[Begin Listed records]
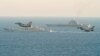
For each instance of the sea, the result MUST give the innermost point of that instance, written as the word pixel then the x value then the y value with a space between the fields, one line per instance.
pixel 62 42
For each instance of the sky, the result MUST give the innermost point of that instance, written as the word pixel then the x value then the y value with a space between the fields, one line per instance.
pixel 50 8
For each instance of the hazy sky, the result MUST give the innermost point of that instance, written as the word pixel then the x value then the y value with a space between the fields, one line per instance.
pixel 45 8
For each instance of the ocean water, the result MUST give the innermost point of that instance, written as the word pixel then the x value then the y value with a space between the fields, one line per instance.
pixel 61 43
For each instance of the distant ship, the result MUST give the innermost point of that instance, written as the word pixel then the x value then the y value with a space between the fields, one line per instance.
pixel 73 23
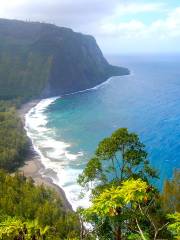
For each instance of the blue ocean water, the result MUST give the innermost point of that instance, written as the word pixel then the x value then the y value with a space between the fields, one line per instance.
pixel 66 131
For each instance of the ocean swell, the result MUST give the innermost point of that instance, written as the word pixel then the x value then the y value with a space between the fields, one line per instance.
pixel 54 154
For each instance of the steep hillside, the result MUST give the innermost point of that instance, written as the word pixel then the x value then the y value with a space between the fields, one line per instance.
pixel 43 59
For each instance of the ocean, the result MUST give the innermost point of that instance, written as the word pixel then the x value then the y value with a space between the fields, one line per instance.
[End Listed records]
[Begin Listed records]
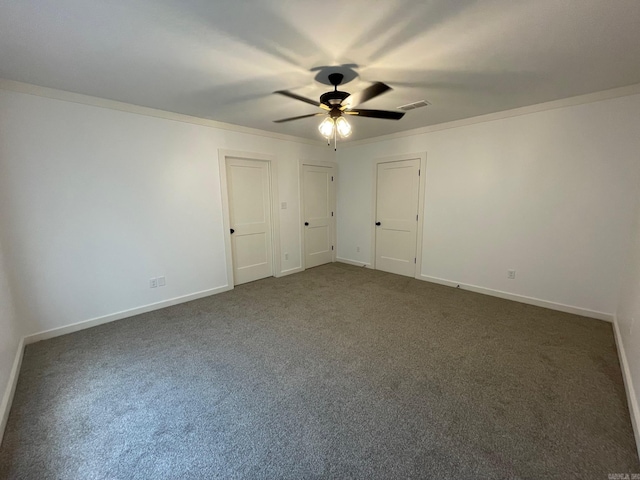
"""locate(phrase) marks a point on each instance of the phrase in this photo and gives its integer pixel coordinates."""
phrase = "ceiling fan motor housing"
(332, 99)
[End Listed records]
Exercise details: Can you rewrite the rows in the stretch that opens with the line containing "For each instance of the ocean water, the" and closes with the line containing "pixel 73 23", putting "central" wherever "innermost" appears and leaving everything else unchanged?

Task output:
For each instance of the ocean water, the result MUST give the central point of that instance, written as the word pixel then the x value then the y value with a space between the fields, one line per instance.
pixel 61 43
For each instance of the distant ship, the result MUST give the central point of that instance, written as the word pixel then the x value then the y value with a space between the fields, one line per instance.
pixel 73 23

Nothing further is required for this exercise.